(Data records begins)

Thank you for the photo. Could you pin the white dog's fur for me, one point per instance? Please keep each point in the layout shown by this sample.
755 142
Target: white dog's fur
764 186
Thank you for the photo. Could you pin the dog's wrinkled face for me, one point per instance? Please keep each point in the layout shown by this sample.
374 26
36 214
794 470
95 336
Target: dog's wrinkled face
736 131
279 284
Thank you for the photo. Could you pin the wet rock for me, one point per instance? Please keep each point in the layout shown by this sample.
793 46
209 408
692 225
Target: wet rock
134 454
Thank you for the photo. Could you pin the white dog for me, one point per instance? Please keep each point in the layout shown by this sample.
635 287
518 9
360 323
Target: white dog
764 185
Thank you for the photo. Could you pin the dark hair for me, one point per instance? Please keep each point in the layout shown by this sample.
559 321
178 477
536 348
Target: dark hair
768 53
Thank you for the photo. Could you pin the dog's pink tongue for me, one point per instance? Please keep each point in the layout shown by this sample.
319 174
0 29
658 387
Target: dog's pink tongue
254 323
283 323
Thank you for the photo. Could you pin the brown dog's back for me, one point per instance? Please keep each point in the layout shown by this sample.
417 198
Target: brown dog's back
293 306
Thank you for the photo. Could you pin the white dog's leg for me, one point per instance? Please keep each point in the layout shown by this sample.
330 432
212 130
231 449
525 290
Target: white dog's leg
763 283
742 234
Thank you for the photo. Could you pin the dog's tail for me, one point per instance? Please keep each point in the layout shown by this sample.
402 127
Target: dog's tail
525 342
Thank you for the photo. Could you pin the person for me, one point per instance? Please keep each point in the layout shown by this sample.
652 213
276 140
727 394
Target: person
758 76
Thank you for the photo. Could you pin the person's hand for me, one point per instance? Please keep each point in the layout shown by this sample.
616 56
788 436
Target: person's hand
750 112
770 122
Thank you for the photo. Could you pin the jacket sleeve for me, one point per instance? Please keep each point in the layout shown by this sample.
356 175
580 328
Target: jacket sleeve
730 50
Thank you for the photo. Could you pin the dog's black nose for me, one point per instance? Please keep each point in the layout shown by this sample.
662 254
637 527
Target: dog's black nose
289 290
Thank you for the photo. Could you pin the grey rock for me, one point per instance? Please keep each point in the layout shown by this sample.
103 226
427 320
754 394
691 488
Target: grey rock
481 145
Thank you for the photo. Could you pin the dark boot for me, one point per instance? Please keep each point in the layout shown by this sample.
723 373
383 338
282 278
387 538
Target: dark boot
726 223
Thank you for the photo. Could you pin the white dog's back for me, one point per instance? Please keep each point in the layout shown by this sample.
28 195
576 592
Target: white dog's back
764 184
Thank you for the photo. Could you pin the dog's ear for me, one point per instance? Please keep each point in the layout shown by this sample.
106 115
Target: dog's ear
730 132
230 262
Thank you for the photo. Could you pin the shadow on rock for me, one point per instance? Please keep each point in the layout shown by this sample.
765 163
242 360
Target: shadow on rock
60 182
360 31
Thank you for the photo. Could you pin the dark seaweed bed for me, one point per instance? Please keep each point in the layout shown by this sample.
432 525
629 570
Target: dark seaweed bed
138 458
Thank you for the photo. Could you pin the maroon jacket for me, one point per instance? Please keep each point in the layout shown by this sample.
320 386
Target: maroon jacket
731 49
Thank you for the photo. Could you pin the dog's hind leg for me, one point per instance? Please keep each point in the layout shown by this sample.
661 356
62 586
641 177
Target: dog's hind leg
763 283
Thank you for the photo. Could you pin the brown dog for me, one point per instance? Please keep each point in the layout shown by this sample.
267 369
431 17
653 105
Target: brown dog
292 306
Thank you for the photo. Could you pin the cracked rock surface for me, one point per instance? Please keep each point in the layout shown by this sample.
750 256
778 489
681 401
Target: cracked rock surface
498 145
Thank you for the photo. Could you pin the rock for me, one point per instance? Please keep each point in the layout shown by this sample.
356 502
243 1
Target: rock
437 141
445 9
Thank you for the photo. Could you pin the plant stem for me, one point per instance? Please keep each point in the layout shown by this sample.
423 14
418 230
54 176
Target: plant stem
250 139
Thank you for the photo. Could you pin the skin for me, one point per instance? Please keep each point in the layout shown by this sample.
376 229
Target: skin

(Data records ends)

▶ Task description: Count how many lines of the entries contain the word "skin", and respond with that count only.

▶ Exercise output: 2